● Your task: Turn every line of all the entries below into a numbered list, skipping blank lines. Leave the pictures out.

— BEGIN Supplied information —

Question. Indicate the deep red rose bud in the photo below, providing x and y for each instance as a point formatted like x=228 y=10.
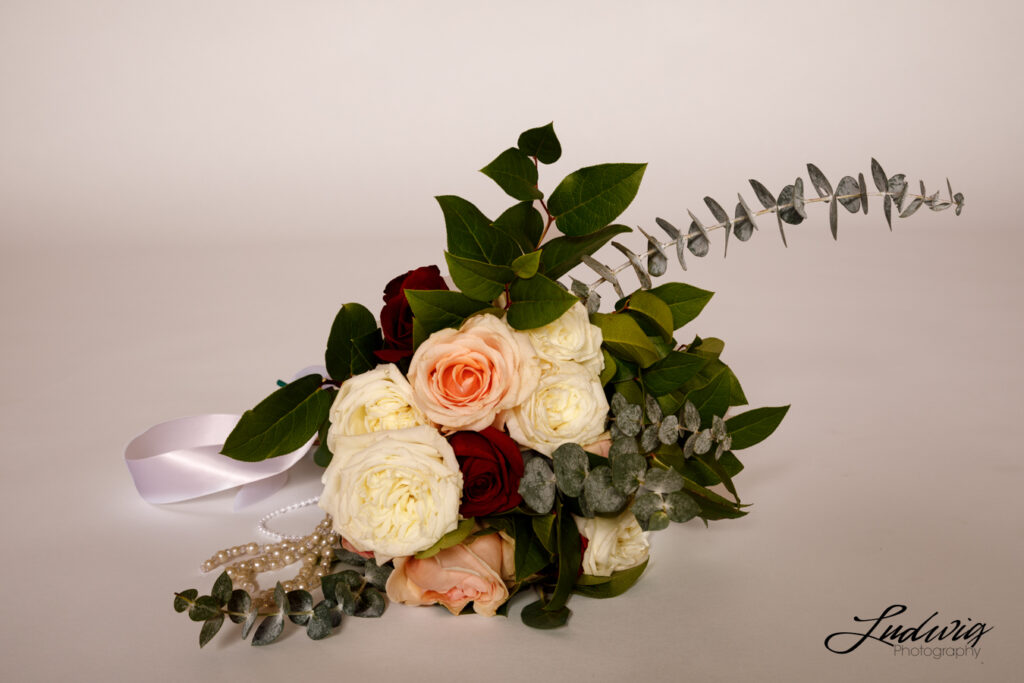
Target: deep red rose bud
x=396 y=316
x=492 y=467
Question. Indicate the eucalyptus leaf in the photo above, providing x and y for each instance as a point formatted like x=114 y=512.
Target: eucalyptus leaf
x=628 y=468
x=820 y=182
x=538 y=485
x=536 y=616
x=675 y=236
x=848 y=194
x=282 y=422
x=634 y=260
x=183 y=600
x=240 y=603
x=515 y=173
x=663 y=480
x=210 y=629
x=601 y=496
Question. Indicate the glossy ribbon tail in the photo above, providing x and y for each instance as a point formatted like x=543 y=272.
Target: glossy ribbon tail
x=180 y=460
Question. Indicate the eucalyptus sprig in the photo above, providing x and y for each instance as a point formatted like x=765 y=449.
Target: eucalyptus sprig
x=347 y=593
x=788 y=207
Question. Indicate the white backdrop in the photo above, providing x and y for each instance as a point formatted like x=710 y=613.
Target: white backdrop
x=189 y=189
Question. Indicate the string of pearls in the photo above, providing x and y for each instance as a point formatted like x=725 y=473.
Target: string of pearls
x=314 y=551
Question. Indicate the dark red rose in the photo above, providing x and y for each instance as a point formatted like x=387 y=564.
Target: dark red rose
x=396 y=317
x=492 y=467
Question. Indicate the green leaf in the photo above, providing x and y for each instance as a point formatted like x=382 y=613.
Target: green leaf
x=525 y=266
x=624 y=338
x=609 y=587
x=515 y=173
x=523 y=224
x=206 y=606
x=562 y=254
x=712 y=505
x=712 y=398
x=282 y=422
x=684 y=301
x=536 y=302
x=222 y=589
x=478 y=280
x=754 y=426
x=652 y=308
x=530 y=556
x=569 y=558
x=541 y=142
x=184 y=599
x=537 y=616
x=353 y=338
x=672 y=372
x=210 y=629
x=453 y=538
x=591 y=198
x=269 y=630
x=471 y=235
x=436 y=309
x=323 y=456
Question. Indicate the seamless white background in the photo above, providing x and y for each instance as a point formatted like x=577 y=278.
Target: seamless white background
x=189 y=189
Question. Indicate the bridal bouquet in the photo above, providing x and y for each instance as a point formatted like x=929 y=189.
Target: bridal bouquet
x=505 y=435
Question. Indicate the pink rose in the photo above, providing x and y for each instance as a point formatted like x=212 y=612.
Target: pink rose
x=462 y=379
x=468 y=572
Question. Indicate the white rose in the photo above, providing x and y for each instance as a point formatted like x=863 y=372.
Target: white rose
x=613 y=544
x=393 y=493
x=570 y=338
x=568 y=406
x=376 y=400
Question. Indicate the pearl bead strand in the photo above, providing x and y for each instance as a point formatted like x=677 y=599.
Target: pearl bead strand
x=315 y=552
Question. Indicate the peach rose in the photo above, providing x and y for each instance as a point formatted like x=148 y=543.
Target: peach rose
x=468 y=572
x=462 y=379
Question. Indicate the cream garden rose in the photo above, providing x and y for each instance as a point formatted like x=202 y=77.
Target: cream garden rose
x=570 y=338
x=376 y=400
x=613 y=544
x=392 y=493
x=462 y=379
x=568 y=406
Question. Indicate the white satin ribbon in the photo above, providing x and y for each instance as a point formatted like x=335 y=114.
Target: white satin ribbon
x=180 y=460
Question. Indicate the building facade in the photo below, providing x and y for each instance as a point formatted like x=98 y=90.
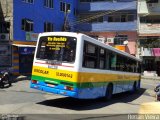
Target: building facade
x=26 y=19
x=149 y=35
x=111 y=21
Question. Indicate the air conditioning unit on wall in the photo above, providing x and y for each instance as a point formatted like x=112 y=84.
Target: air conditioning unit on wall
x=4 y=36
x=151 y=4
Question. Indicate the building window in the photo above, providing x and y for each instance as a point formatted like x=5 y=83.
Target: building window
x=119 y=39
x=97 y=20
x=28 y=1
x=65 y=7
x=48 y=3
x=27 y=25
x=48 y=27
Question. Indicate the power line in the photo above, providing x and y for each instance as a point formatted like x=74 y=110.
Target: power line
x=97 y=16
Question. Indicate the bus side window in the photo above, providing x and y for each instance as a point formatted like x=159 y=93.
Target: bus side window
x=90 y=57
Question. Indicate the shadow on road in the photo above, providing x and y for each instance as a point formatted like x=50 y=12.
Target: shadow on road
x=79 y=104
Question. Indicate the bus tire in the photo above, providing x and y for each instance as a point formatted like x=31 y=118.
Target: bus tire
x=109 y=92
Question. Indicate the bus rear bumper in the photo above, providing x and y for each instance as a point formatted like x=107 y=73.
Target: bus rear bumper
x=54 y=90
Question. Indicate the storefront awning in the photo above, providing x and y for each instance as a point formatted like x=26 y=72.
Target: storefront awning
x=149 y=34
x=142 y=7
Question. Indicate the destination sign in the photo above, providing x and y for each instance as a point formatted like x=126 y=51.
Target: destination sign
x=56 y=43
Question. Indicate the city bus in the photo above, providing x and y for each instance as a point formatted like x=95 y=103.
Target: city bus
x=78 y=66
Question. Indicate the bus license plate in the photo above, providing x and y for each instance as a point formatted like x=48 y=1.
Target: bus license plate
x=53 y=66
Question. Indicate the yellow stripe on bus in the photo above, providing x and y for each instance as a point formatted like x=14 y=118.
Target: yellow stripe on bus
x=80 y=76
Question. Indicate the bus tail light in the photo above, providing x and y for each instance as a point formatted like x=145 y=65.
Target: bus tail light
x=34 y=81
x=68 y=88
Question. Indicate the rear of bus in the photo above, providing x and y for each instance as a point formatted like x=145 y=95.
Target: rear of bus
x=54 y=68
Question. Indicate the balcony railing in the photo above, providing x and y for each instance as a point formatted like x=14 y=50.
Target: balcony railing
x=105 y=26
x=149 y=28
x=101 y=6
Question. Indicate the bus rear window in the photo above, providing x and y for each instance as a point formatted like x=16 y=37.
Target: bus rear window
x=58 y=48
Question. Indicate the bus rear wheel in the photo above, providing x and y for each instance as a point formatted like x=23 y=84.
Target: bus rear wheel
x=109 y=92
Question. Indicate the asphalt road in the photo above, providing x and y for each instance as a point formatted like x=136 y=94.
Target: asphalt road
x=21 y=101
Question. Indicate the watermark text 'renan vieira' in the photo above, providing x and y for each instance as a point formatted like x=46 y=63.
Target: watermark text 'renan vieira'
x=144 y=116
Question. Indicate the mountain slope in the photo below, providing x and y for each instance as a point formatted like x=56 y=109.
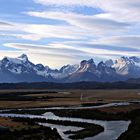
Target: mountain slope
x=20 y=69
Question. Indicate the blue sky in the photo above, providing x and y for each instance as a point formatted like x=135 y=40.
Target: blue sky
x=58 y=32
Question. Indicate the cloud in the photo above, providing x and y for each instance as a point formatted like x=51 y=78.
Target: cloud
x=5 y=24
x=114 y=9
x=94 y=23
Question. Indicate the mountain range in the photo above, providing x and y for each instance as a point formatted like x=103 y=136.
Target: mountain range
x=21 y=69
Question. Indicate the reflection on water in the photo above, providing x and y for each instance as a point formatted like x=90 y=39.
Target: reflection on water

— END Supplied information —

● The completed task:
1. Question. Indicate the deep red rose bud in the photo below, providing x and y for each instance as a point formatted like x=228 y=10.
2. Target: deep red rose bud
3. x=396 y=316
4. x=492 y=467
5. Question. Indicate the eucalyptus leaf in the photo above, providing x and y for each instance as a point formatted like x=114 y=512.
6. Target: eucalyptus leaf
7. x=628 y=468
8. x=820 y=182
9. x=538 y=485
10. x=536 y=616
11. x=675 y=236
12. x=848 y=194
13. x=282 y=422
14. x=634 y=260
15. x=183 y=600
16. x=240 y=603
17. x=515 y=173
18. x=663 y=480
19. x=210 y=629
20. x=601 y=496
21. Question. Indicate the glossy ribbon tail in the photo above, providing x and y for each instance as a point formatted like x=543 y=272.
22. Target: glossy ribbon tail
23. x=180 y=460
24. Question. Indicate the eucalyptus sprig in the photo above, providing x and y for each instance as a point formatted like x=765 y=449.
25. Target: eucalyptus sprig
26. x=347 y=593
27. x=788 y=207
28. Question. Indicate the white backdrop in the photo above, providing x and y for each instance as a point formatted like x=710 y=613.
29. Target: white backdrop
30. x=189 y=189
31. Question. Indicate the string of pearls in the photo above, providing x and y for each instance as a point formatted like x=725 y=473.
32. Target: string of pearls
33. x=314 y=551
34. Question. Indicate the dark red rose in the photo above, providing x and y for each instance as a point formatted like x=387 y=564.
35. Target: dark red rose
36. x=396 y=317
37. x=492 y=467
38. Question. Indicate the green leaf in the photo above, providing x and y for each instance as a point formatted like x=382 y=613.
39. Target: green leaf
40. x=525 y=266
41. x=624 y=338
42. x=609 y=587
43. x=515 y=173
44. x=523 y=224
45. x=206 y=606
46. x=562 y=254
47. x=712 y=505
48. x=712 y=398
49. x=282 y=422
50. x=684 y=301
51. x=536 y=302
52. x=222 y=589
53. x=478 y=280
54. x=754 y=426
55. x=652 y=308
56. x=530 y=556
57. x=569 y=558
58. x=541 y=142
59. x=184 y=599
60. x=537 y=616
61. x=353 y=338
62. x=672 y=372
63. x=210 y=629
64. x=453 y=538
65. x=591 y=198
66. x=269 y=630
67. x=471 y=235
68. x=436 y=309
69. x=323 y=456
70. Question. Indicate the seamless white background in the photo above, providing x and y for each instance as a point formatted like x=577 y=278.
71. Target: seamless white background
72. x=189 y=189
73. Question. Indicate the bridal bouquet in the photo above, providing x and y for each instance as a point formatted like x=929 y=189.
74. Target: bridal bouquet
75. x=505 y=435
76. Question. Indicate the pink rose in the photo above, providing x and y for each instance as a point formatted like x=212 y=612.
77. Target: pink rose
78. x=462 y=379
79. x=468 y=572
80. Question. Indicate the white rose in the photo above, providing x and y for each instance as a point formatted like x=863 y=372.
81. Target: white rose
82. x=613 y=544
83. x=393 y=493
84. x=570 y=338
85. x=568 y=406
86. x=376 y=400
87. Question. Indicate the pearl bead strand in the photo above, providing x and y for each instance as a point formatted like x=677 y=599.
88. Target: pearl bead strand
89. x=315 y=552
90. Question. Indicate the peach rose in the photo above, providing x and y for each instance as a point formatted like x=148 y=543.
91. Target: peach rose
92. x=468 y=572
93. x=462 y=379
94. Question. Indicate the cream garden rose in the photo above, providing x and y for each instance as a point formatted like x=202 y=77.
95. Target: cream garden rose
96. x=570 y=338
97. x=376 y=400
98. x=613 y=544
99. x=392 y=493
100. x=462 y=379
101. x=568 y=406
102. Question. Indicate the white satin ribbon in the photo above, providing x and y for each instance as a point formatted like x=335 y=114.
103. Target: white satin ribbon
104. x=180 y=460
105. Question. Indicate the building facade in the photo below, providing x and y for each instance as a point formatted like x=98 y=90.
106. Target: building facade
107. x=26 y=19
108. x=149 y=35
109. x=111 y=21
110. Question. Indicate the air conditioning unit on wall in the photo above, providing x and y for each instance as a point formatted like x=112 y=84.
111. Target: air conditioning unit on wall
112. x=4 y=36
113. x=151 y=4
114. Question. Indicate the building window in the photo above, providing x and y for each instance as a point formatted like x=5 y=83.
115. Target: building window
116. x=119 y=39
117. x=97 y=20
118. x=28 y=1
119. x=65 y=7
120. x=48 y=3
121. x=27 y=25
122. x=48 y=27
123. Question. Indicate the power line in the photo above, providing x and y for each instance as a point formatted like x=74 y=110.
124. Target: power line
125. x=97 y=16
126. Question. Indicate the bus side window in the photo above, providing x and y for each instance as a point formatted like x=159 y=93.
127. Target: bus side window
128. x=90 y=57
129. Question. Indicate the shadow on road in the photo above, providing x and y for each instance as a point formatted like x=50 y=12.
130. Target: shadow on road
131. x=79 y=104
132. Question. Indicate the bus tire in the photo above, providing x and y for each instance as a point formatted like x=31 y=118.
133. Target: bus tire
134. x=109 y=92
135. Question. Indicate the bus rear bumper in the photo above, providing x and y for each instance as a point formatted like x=107 y=73.
136. Target: bus rear bumper
137. x=54 y=90
138. Question. Indicate the storefront awning in the photo above, providing x and y for each instance as a point formatted like x=26 y=72.
139. Target: storefront awning
140. x=149 y=34
141. x=142 y=7
142. Question. Indicate the destination sign in the photo above, providing x and y for each instance as a point formatted like x=126 y=51.
143. Target: destination sign
144. x=56 y=43
145. Question. Indicate the city bus in the photo above, providing x and y for each instance as a point formatted like x=95 y=103.
146. Target: city bus
147. x=78 y=66
148. Question. Indicate the bus license plate in the photo above, providing x and y for each instance as a point formatted like x=48 y=1.
149. Target: bus license plate
150. x=53 y=66
151. Question. Indicate the yellow stripe on bus in the photo above, providing x and y for each instance as a point formatted like x=14 y=118.
152. Target: yellow stripe on bus
153. x=80 y=76
154. Question. Indicate the bus tail light in the photo above, providing x and y for each instance as a point formatted like x=145 y=65.
155. Target: bus tail light
156. x=34 y=81
157. x=68 y=88
158. Question. Indicate the rear of bus in the photo above, providing x and y for each instance as a point formatted like x=145 y=95.
159. Target: rear of bus
160. x=54 y=68
161. Question. Indicate the balcony railing in the photo above, providing x and y for each instance as a point formatted like x=14 y=50.
162. Target: balcony railing
163. x=105 y=26
164. x=149 y=28
165. x=101 y=6
166. Question. Indicate the bus rear window in the photo above, providing x and y for each instance as a point formatted like x=16 y=37.
167. Target: bus rear window
168. x=58 y=48
169. Question. Indicate the bus rear wheel in the photo above, providing x and y for each instance as a point formatted like x=23 y=84.
170. Target: bus rear wheel
171. x=109 y=92
172. Question. Indicate the asphalt road in the photo above, providing x and y for each instance as a point formatted like x=136 y=94.
173. Target: asphalt road
174. x=21 y=101
175. Question. Indicate the watermark text 'renan vieira' in the photo above, providing x and y for each instance as a point formatted like x=46 y=63.
176. Target: watermark text 'renan vieira'
177. x=144 y=116
178. Question. Indicate the mountain slope in the photo below, providing x and y for each instance as a point formatted like x=56 y=109.
179. Target: mountain slope
180. x=20 y=69
181. Question. Indicate the blue sky in the photo above, providing x and y for each instance as a point formatted like x=135 y=40.
182. Target: blue sky
183. x=58 y=32
184. Question. Indicate the cloud in the photo above, providing x and y for each instance as a point formatted like x=51 y=78.
185. Target: cloud
186. x=5 y=24
187. x=114 y=9
188. x=94 y=23
189. Question. Indicate the mountain range in the photo above, providing x and y for each instance as a point formatted like x=103 y=136.
190. Target: mountain range
191. x=21 y=69
192. Question. Indicate the reflection on water in the photo above, providing x and y for each instance as a point formatted like x=90 y=39.
193. Target: reflection on water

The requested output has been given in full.